• **Material**:
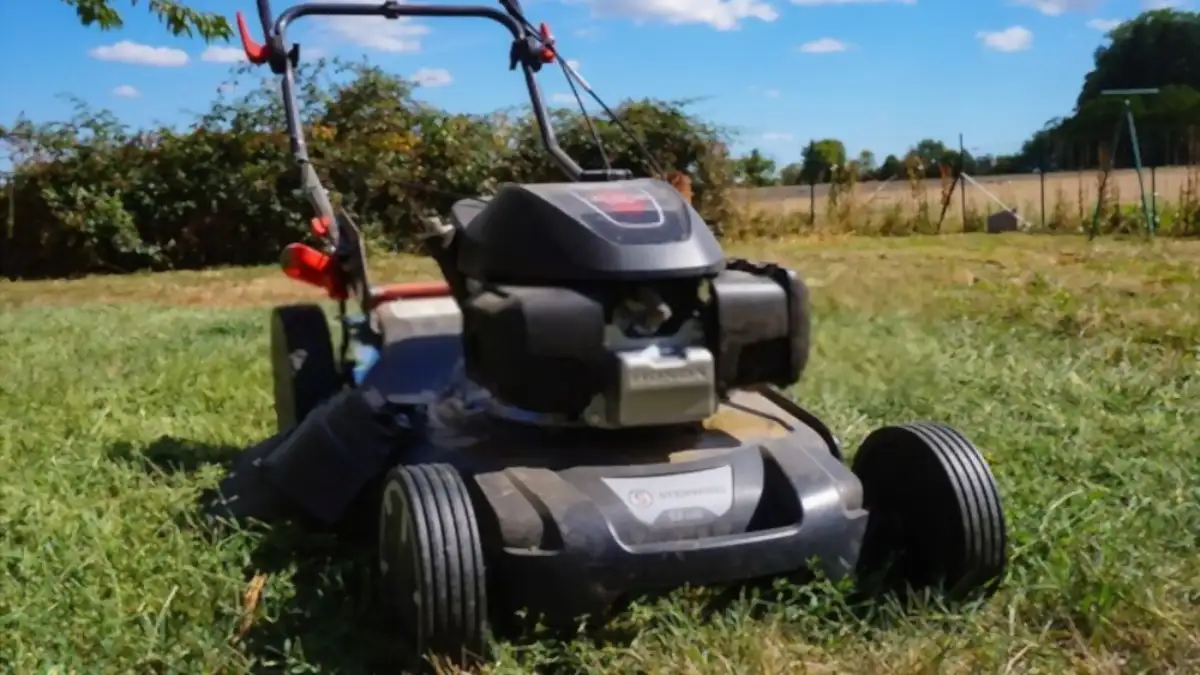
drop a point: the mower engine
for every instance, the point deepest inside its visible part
(585, 329)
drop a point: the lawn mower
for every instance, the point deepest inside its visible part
(589, 406)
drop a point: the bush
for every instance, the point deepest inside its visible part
(93, 196)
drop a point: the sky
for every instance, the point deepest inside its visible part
(879, 75)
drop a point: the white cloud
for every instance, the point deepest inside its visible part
(432, 77)
(1014, 39)
(821, 3)
(126, 52)
(721, 15)
(1103, 25)
(397, 36)
(823, 46)
(1057, 7)
(220, 54)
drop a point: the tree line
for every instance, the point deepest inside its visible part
(1156, 49)
(90, 195)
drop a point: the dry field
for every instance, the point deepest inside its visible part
(1074, 190)
(1072, 364)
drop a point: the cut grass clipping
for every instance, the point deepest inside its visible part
(1072, 365)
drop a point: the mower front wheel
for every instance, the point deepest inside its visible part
(431, 566)
(303, 362)
(935, 518)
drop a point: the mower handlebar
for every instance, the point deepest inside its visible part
(276, 53)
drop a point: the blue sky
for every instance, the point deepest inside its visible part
(876, 73)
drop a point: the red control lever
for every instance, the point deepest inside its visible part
(307, 264)
(547, 43)
(256, 53)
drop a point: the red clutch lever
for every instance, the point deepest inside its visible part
(547, 45)
(256, 53)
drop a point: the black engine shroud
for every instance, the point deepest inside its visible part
(553, 263)
(587, 232)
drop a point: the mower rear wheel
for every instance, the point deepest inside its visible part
(303, 362)
(935, 515)
(431, 565)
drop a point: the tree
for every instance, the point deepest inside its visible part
(792, 174)
(755, 169)
(820, 157)
(1156, 48)
(892, 167)
(865, 161)
(179, 18)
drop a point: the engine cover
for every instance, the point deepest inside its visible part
(759, 326)
(585, 232)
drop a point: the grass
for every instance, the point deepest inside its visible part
(1073, 365)
(903, 205)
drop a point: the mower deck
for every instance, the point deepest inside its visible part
(573, 520)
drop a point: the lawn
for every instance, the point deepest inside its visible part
(1073, 365)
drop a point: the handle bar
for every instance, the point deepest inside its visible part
(282, 60)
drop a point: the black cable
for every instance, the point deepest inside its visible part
(652, 163)
(587, 118)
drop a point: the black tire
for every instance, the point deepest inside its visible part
(935, 515)
(303, 362)
(431, 566)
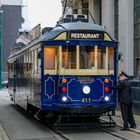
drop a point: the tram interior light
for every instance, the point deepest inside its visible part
(64, 89)
(64, 99)
(64, 81)
(106, 81)
(106, 98)
(86, 89)
(106, 89)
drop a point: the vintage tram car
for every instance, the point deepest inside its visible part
(67, 70)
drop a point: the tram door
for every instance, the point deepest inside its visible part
(50, 73)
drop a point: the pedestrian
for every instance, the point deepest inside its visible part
(125, 99)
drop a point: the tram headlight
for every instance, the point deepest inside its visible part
(64, 99)
(86, 89)
(106, 98)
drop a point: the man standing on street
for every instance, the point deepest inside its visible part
(125, 99)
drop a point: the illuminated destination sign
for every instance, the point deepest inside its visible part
(86, 36)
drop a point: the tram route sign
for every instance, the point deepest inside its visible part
(85, 35)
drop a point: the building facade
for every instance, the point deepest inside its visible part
(122, 20)
(11, 23)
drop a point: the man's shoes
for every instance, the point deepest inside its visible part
(133, 126)
(124, 129)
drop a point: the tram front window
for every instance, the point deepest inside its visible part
(49, 58)
(101, 57)
(87, 57)
(69, 57)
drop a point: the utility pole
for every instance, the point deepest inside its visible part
(1, 12)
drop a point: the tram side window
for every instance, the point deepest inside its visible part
(110, 58)
(101, 57)
(69, 57)
(87, 57)
(49, 58)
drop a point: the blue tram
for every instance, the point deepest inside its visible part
(67, 70)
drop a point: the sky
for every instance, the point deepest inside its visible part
(46, 12)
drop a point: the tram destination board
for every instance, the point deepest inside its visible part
(85, 35)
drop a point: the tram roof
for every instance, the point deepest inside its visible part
(70, 27)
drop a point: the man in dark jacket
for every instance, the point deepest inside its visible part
(125, 99)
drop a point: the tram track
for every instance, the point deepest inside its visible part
(114, 134)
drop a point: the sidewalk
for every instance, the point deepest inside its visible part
(3, 135)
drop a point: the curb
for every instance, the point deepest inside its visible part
(3, 135)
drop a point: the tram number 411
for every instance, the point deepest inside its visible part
(86, 100)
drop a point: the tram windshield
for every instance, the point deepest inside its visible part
(96, 60)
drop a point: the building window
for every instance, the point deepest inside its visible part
(137, 36)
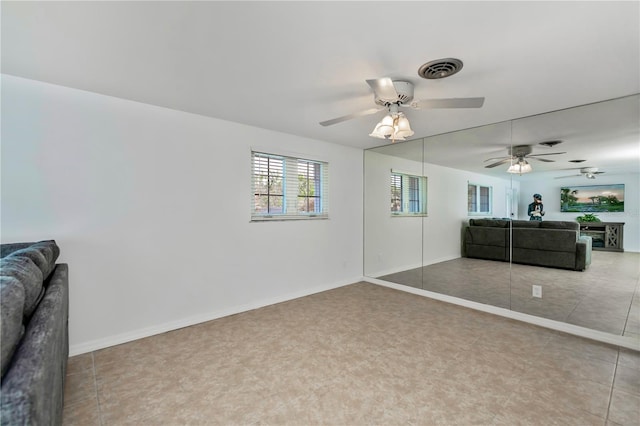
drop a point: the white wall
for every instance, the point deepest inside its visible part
(550, 191)
(151, 209)
(394, 243)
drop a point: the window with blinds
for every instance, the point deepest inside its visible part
(479, 199)
(408, 194)
(288, 188)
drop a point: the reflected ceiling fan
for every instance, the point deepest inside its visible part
(588, 172)
(393, 95)
(517, 157)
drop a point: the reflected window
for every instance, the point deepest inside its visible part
(408, 194)
(479, 199)
(288, 188)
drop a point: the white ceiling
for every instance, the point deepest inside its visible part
(286, 66)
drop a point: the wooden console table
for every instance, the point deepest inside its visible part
(604, 235)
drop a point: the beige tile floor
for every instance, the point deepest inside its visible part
(605, 297)
(357, 355)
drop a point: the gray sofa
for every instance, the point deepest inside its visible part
(554, 244)
(35, 340)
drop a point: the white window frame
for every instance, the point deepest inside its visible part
(408, 204)
(477, 211)
(293, 168)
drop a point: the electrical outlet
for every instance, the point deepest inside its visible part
(537, 291)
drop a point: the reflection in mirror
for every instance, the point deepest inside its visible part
(395, 200)
(458, 196)
(605, 296)
(596, 144)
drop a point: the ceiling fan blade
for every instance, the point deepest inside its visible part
(506, 160)
(383, 87)
(550, 153)
(562, 177)
(528, 157)
(448, 103)
(350, 116)
(497, 158)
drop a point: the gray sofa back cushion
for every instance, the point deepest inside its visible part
(487, 236)
(549, 240)
(43, 253)
(557, 224)
(493, 223)
(11, 313)
(24, 270)
(526, 223)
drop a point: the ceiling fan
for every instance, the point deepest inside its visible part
(518, 155)
(393, 94)
(588, 172)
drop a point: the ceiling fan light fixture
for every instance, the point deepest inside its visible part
(384, 129)
(393, 126)
(522, 166)
(403, 128)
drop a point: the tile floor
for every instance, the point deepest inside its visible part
(605, 297)
(358, 355)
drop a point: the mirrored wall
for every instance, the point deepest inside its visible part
(421, 197)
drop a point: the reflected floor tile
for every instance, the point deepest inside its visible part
(625, 408)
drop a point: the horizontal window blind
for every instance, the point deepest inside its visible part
(288, 188)
(408, 194)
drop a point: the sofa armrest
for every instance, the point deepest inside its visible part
(33, 388)
(583, 253)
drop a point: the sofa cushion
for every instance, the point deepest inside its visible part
(526, 223)
(557, 224)
(43, 253)
(24, 270)
(12, 299)
(8, 248)
(493, 223)
(487, 236)
(552, 240)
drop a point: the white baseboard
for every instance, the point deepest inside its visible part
(118, 339)
(588, 333)
(390, 271)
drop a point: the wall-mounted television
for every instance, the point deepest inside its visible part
(592, 198)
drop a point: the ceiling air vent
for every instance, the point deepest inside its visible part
(440, 68)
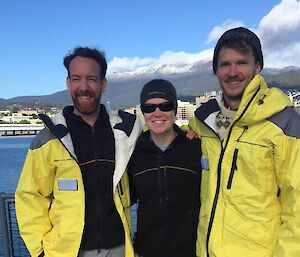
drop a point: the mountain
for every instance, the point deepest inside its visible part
(190, 80)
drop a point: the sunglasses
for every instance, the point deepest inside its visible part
(164, 107)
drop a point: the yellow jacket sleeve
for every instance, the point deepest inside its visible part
(33, 198)
(287, 164)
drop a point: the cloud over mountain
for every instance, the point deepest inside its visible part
(279, 32)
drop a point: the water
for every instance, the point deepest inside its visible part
(13, 151)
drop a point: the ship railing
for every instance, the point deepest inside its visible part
(12, 243)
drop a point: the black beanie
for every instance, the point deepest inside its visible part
(159, 88)
(238, 35)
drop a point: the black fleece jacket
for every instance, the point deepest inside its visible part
(166, 186)
(95, 150)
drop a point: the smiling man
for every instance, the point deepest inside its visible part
(250, 190)
(71, 200)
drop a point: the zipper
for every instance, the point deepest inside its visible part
(214, 206)
(233, 168)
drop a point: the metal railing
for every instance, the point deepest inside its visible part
(12, 244)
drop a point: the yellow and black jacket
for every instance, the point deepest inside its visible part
(250, 190)
(50, 197)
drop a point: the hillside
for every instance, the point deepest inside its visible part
(123, 89)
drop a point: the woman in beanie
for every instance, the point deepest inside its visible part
(164, 173)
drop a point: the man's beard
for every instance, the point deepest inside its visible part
(89, 109)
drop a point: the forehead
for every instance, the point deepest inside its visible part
(81, 65)
(156, 101)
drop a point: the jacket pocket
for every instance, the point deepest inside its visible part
(233, 168)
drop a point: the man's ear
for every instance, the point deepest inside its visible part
(103, 85)
(68, 82)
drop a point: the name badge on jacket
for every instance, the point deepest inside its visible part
(67, 184)
(204, 163)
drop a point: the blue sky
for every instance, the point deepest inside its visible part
(36, 34)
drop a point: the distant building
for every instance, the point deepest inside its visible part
(185, 110)
(205, 97)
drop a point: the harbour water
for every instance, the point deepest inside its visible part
(12, 155)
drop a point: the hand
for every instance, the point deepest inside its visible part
(191, 134)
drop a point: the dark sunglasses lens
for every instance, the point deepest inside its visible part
(148, 108)
(166, 107)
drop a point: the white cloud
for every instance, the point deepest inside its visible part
(119, 64)
(217, 31)
(279, 32)
(123, 64)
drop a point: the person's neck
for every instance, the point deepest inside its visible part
(89, 118)
(231, 104)
(163, 140)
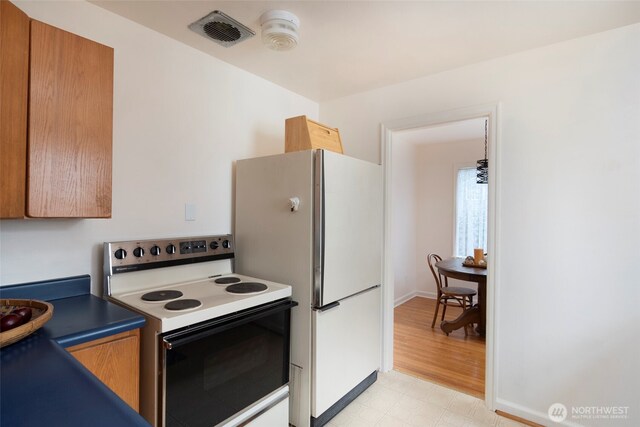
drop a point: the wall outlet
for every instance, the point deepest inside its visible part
(189, 212)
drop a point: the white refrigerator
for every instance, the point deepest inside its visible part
(313, 219)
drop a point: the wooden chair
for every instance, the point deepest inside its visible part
(447, 294)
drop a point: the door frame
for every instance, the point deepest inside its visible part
(492, 111)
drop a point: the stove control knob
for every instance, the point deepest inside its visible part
(120, 254)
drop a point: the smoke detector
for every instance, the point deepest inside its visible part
(279, 29)
(222, 29)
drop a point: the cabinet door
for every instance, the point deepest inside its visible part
(14, 72)
(70, 125)
(115, 361)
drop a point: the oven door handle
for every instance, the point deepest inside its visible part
(177, 339)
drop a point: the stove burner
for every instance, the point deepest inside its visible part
(246, 288)
(227, 280)
(161, 295)
(182, 304)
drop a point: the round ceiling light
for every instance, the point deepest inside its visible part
(279, 29)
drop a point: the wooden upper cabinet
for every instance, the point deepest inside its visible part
(14, 72)
(70, 125)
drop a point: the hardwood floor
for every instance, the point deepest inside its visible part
(456, 361)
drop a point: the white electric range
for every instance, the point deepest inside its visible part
(215, 346)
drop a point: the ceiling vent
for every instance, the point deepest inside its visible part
(222, 29)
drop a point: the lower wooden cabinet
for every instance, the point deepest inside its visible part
(115, 360)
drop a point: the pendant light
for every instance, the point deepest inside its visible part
(279, 29)
(482, 166)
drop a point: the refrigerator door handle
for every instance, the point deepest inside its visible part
(327, 307)
(318, 227)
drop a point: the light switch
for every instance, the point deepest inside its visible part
(189, 212)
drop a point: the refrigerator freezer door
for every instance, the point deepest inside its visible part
(346, 348)
(351, 212)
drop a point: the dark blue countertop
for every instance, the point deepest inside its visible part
(41, 383)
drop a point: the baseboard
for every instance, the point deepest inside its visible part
(426, 294)
(411, 295)
(517, 419)
(327, 415)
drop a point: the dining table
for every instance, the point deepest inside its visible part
(454, 268)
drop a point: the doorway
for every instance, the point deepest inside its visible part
(391, 134)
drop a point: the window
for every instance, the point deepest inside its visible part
(471, 213)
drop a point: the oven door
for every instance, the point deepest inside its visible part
(214, 370)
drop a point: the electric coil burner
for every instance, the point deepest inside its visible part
(199, 340)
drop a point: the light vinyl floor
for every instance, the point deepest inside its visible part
(400, 400)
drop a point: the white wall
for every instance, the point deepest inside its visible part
(181, 118)
(568, 211)
(437, 166)
(404, 211)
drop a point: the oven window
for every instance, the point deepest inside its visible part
(213, 377)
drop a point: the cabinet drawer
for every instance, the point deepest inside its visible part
(115, 361)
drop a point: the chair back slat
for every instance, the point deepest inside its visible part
(440, 279)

• **Set exercise**: Transcribe word for word the lines from the one holding "drop a point: the ceiling vent" to the last line of the listing above, inclusive.

• **Right answer**:
drop a point: the ceiling vent
for every instance, the point deepest inside its visible part
(222, 29)
drop a point: the lower wooden cabinet
for every instance, the point deepest inside its visible part
(115, 360)
drop a point: the pendant light
for every instance, the point deepest inside its visible part
(279, 29)
(482, 166)
drop a point: the refrigerator door handle
for every instance, the point deepest inside its visible part
(327, 307)
(318, 227)
drop a point: the light switch
for every instance, the point deepest inside its visible part
(189, 212)
drop a point: the refrigerator freezer door
for every instance, the point deepest inside its visible part
(346, 348)
(351, 212)
drop a point: the dark blue countertop
for every instance, the point deepest inside its visible part
(41, 383)
drop a point: the baseboard
for every instance, the point deepest inside its visible part
(426, 294)
(411, 295)
(517, 419)
(327, 415)
drop a point: the dining table
for every instance, the point deepest inside its visible part
(454, 268)
drop a point: the doorway
for every instance, the point deepest inside its visible part
(391, 134)
drop a point: the window
for every instance, the point deepest inside its visible part
(471, 213)
drop a point: the oven door
for every instance, the point deepest inside its visible part
(214, 370)
drop a point: the electric coil burner
for every instance, the point deepest inside its visible part
(199, 340)
drop a point: the light vinyl floor
for every instance, the point deepest inside its visible part
(400, 400)
drop a point: the white wall
for every instance, the point deepest inside its visible part
(181, 118)
(568, 211)
(437, 166)
(404, 211)
drop a point: the oven window
for every instance, the point deepest inside its visible part
(213, 377)
drop a point: the cabinet drawer
for every instance, the point deepest inside its visible part
(115, 361)
drop a point: the chair back slat
for every instance, the point deepest inside its visible part
(440, 279)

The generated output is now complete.